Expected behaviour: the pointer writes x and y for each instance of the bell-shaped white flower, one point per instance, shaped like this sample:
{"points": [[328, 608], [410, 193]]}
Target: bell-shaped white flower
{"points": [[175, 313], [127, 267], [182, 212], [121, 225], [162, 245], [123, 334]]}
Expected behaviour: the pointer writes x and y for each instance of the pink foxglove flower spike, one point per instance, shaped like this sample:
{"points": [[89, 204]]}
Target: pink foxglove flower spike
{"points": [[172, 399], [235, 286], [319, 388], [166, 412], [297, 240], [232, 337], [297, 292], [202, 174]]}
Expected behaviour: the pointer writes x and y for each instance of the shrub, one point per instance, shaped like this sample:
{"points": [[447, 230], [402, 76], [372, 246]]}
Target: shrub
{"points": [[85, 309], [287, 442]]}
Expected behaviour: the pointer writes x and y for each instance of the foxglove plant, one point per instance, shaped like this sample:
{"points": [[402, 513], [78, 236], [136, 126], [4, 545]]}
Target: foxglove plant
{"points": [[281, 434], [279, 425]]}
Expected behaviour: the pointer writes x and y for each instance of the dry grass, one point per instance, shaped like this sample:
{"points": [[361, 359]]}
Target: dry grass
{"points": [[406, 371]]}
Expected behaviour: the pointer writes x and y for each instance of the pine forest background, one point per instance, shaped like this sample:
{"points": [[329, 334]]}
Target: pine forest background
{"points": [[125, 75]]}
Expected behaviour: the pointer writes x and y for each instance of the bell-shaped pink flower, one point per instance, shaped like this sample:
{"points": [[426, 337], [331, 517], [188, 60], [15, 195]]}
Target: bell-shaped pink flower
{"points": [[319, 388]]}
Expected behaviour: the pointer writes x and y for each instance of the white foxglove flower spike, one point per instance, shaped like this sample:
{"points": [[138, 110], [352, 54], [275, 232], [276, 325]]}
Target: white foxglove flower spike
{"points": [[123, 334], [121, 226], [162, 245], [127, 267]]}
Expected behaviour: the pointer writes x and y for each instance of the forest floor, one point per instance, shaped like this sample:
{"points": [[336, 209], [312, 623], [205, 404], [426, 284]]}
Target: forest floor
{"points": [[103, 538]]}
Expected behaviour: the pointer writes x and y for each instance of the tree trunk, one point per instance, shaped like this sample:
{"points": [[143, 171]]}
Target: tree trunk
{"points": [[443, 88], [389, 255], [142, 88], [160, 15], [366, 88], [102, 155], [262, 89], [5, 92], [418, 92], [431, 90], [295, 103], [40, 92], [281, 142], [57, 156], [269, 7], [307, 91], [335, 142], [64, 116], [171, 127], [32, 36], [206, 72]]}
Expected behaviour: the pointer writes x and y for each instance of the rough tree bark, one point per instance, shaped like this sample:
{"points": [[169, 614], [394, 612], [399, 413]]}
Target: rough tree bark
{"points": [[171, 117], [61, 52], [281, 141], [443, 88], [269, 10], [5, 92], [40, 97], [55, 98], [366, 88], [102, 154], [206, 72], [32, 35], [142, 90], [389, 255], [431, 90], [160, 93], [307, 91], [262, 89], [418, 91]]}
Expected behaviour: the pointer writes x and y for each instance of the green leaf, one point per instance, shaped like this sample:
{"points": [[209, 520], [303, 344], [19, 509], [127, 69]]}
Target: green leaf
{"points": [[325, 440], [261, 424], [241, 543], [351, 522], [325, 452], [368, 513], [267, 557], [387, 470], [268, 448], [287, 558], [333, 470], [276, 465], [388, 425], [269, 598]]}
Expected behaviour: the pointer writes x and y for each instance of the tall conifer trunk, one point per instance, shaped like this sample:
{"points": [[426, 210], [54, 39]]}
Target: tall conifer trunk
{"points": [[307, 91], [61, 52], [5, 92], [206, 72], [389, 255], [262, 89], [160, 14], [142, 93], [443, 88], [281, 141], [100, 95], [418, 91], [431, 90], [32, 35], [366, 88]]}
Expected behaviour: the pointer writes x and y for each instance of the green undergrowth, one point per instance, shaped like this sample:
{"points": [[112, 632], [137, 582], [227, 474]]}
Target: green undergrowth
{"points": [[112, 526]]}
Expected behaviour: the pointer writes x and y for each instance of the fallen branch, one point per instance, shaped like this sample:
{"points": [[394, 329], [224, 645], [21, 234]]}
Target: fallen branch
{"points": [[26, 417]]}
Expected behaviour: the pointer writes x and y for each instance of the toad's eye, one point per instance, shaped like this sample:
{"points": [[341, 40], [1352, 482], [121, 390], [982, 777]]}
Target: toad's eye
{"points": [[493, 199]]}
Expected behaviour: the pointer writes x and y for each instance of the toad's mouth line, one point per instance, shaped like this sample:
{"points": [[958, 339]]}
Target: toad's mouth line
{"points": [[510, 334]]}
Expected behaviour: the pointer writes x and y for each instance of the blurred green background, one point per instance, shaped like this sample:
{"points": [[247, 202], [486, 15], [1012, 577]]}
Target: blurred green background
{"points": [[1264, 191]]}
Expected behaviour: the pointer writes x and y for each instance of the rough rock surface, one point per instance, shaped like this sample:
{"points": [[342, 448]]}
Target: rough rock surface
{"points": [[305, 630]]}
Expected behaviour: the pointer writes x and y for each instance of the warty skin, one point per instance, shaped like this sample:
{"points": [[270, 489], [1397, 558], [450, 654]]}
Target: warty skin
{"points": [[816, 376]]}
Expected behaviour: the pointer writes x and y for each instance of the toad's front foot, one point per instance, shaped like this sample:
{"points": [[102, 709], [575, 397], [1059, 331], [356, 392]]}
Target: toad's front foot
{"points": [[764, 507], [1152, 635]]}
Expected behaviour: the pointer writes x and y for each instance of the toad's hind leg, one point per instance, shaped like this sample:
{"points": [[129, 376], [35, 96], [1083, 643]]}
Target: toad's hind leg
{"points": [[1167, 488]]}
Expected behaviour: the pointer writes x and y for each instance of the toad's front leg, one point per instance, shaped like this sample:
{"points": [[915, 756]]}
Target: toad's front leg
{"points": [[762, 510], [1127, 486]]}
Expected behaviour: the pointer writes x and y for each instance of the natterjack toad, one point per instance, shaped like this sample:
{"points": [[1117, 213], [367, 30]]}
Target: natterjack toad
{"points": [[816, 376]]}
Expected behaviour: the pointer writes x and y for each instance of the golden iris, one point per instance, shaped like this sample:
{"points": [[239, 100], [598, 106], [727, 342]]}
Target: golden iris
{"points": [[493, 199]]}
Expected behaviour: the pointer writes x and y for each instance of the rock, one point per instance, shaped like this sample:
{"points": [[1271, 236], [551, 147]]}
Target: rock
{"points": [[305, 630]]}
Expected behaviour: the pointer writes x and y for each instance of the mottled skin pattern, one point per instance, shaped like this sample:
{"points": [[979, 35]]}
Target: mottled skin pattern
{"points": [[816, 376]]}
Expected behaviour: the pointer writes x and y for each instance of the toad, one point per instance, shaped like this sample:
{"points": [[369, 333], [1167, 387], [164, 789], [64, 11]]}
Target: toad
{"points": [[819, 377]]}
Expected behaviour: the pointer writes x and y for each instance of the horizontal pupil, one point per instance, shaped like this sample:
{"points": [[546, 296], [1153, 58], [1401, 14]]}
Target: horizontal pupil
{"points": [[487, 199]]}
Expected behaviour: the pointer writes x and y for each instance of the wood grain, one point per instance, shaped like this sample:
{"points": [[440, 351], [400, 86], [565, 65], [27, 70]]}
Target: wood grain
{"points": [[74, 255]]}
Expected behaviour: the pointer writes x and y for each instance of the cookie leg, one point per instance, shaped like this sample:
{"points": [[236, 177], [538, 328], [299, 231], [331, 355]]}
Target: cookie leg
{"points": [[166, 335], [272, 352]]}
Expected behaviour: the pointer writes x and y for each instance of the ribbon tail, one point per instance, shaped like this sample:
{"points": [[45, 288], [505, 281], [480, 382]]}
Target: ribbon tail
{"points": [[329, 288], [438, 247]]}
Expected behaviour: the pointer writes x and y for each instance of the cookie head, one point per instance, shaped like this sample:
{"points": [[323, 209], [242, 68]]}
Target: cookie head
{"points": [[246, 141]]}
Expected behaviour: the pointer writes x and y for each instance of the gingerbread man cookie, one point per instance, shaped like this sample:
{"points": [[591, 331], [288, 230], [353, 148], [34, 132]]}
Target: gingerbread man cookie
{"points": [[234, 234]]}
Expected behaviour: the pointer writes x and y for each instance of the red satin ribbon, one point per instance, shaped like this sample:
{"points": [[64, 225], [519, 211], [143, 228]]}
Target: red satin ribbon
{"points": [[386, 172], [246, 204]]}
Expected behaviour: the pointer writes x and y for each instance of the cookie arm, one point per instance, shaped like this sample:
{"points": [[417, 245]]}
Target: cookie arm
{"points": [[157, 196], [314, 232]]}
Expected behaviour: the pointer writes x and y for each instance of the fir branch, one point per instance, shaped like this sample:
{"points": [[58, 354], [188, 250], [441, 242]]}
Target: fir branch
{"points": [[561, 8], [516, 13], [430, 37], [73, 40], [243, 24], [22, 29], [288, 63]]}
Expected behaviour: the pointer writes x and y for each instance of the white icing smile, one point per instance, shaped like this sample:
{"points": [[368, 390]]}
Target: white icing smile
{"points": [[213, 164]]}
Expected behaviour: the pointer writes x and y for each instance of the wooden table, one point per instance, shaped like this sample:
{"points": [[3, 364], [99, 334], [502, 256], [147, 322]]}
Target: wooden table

════════════════════

TRAVAIL DEMANDÉ:
Recopiez à l'identique les lignes des items qui vont de celle contenant « of the wooden » jusqu'à la fin des items, ces deux bornes comprises.

RÉPONSE ATTENDUE:
Expected behaviour: the pointer writes x and y for each instance of the wooden table, one point per instance, shaped like this sample:
{"points": [[3, 364], [99, 334], [502, 256], [147, 322]]}
Target: wooden table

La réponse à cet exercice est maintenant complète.